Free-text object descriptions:
------------------------------

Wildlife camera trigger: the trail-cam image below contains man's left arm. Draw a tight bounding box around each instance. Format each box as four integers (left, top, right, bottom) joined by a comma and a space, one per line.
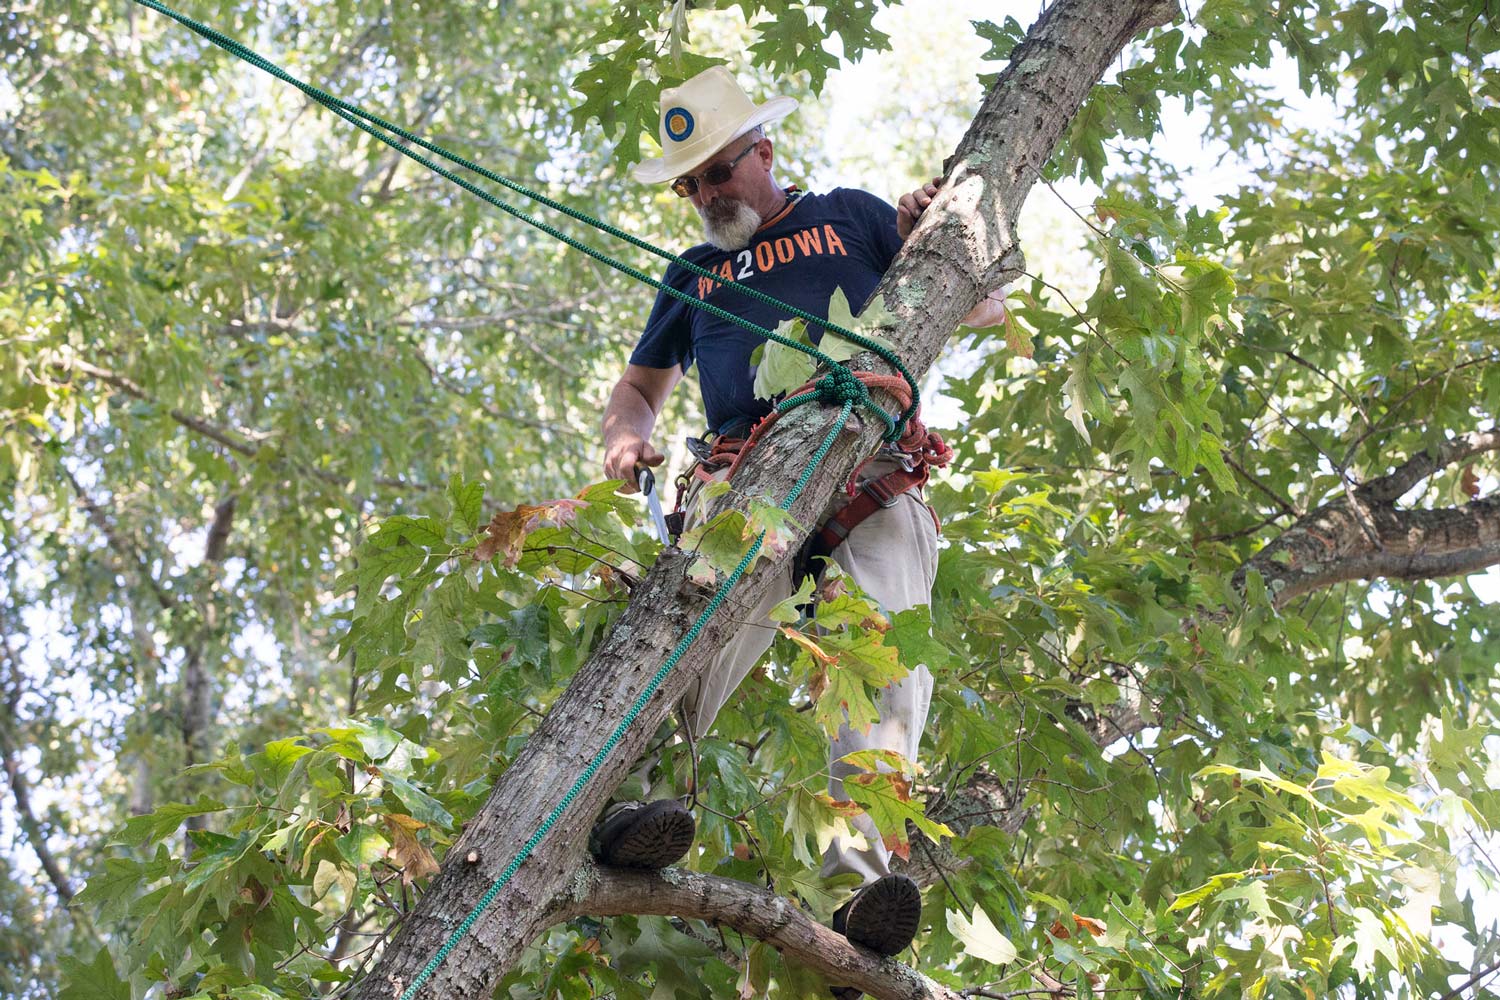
897, 178, 1008, 329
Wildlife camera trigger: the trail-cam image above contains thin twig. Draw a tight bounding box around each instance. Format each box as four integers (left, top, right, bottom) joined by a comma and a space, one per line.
1221, 452, 1300, 519
1020, 271, 1127, 362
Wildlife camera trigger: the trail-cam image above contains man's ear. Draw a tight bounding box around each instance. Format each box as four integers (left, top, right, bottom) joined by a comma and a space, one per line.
756, 137, 774, 170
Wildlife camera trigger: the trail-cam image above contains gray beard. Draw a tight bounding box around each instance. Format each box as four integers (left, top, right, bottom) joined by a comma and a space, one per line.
701, 200, 762, 251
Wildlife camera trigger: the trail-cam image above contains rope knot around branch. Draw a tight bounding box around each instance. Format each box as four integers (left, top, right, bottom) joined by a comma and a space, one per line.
816, 367, 869, 406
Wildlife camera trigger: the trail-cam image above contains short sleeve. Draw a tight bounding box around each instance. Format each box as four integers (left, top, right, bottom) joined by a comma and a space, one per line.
833, 188, 904, 275
630, 268, 694, 372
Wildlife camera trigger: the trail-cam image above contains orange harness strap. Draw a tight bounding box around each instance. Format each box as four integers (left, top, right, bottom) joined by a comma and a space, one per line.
671, 372, 954, 554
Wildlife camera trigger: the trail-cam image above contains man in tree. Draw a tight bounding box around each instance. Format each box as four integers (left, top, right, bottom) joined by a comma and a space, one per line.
597, 65, 1005, 973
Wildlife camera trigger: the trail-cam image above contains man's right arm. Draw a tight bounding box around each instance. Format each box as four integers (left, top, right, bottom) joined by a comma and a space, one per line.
602, 363, 682, 493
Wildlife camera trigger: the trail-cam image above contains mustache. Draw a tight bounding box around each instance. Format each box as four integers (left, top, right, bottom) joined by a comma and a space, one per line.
703, 199, 745, 223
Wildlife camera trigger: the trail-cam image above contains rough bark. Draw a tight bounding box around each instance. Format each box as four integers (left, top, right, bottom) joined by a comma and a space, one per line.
1235, 427, 1500, 606
349, 1, 1181, 997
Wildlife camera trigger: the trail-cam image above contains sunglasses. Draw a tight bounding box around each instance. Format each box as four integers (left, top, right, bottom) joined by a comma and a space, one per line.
671, 140, 761, 198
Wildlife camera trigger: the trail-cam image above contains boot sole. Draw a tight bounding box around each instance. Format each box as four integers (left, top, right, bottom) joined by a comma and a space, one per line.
597, 801, 695, 869
841, 874, 921, 956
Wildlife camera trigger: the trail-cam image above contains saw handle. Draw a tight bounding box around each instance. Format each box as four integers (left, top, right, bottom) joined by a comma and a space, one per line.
633, 461, 656, 496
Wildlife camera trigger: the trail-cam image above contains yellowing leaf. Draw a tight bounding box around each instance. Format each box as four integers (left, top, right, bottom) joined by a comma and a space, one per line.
781, 627, 836, 664
744, 498, 804, 562
1348, 906, 1401, 977
783, 787, 868, 867
811, 629, 908, 738
312, 859, 357, 902
820, 286, 896, 362
842, 770, 952, 860
947, 905, 1018, 966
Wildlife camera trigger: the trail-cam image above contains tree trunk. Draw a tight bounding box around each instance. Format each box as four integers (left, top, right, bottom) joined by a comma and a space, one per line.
349, 1, 1180, 997
181, 493, 236, 835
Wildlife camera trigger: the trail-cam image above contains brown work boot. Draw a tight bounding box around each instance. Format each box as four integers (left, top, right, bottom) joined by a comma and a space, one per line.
832, 873, 922, 954
826, 874, 922, 997
589, 799, 695, 869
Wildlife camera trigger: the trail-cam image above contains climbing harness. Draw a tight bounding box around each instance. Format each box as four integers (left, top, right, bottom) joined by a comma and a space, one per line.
672, 371, 952, 583
126, 4, 941, 996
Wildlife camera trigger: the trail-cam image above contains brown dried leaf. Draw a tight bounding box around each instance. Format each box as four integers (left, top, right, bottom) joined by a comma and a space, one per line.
884, 830, 911, 861
474, 498, 591, 566
384, 813, 440, 885
1461, 463, 1480, 499
1048, 918, 1071, 939
475, 504, 548, 565
807, 664, 829, 703
1073, 914, 1106, 937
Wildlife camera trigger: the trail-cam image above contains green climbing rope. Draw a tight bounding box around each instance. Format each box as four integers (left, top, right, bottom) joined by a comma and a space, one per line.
127, 3, 929, 994
131, 0, 922, 437
393, 400, 852, 1000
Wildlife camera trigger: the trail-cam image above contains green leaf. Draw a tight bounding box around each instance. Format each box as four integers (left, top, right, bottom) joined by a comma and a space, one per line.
1167, 871, 1245, 912
752, 318, 818, 400
118, 797, 228, 846
58, 947, 129, 1000
382, 773, 455, 830
1216, 879, 1274, 922
73, 858, 146, 924
446, 474, 485, 533
679, 509, 755, 583
886, 607, 952, 674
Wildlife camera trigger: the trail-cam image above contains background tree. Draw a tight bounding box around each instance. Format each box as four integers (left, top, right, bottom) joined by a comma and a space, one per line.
1, 1, 1497, 998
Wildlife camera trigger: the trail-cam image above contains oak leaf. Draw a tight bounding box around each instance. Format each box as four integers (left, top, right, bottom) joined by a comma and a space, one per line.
475, 498, 591, 566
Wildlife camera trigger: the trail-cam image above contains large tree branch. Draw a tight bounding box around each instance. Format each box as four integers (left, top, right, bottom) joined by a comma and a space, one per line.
1235, 494, 1500, 606
348, 1, 1180, 996
180, 493, 236, 837
1356, 426, 1499, 503
53, 358, 436, 494
567, 868, 966, 1000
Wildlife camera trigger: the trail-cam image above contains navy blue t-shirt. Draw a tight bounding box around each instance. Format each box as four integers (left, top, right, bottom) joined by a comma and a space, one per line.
630, 188, 903, 434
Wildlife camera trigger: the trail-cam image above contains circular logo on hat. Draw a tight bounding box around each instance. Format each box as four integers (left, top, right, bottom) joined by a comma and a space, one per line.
664, 107, 694, 143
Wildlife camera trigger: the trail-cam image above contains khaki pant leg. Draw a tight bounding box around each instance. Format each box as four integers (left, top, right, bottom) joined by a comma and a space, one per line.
626, 466, 793, 799
679, 572, 794, 738
819, 484, 940, 883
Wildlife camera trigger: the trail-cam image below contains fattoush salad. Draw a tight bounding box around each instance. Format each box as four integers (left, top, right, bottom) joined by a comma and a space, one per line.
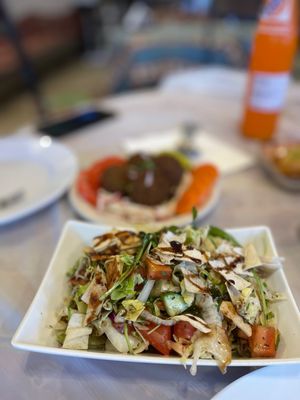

------------------------------

Please set down the lines from the one with "above contains khaki" to the end of the entries above, exactly as they are, and drop every picture.

Wildlife camera trigger: the trail-cam image above contains khaki pant leg. Draw a tight bounding box around each instance. Format each box as four integers (left, top, right, bottom) joined by a comma and a space, one per line.
626, 466, 793, 799
679, 572, 794, 738
819, 484, 940, 883
Wildlife camera trigger: the trail-cam image below contains fattoush salad. Draw a tight bounding box around each instance. Format each box as four integers (left, top, right, bottom) joined by a comma and a space, one per line.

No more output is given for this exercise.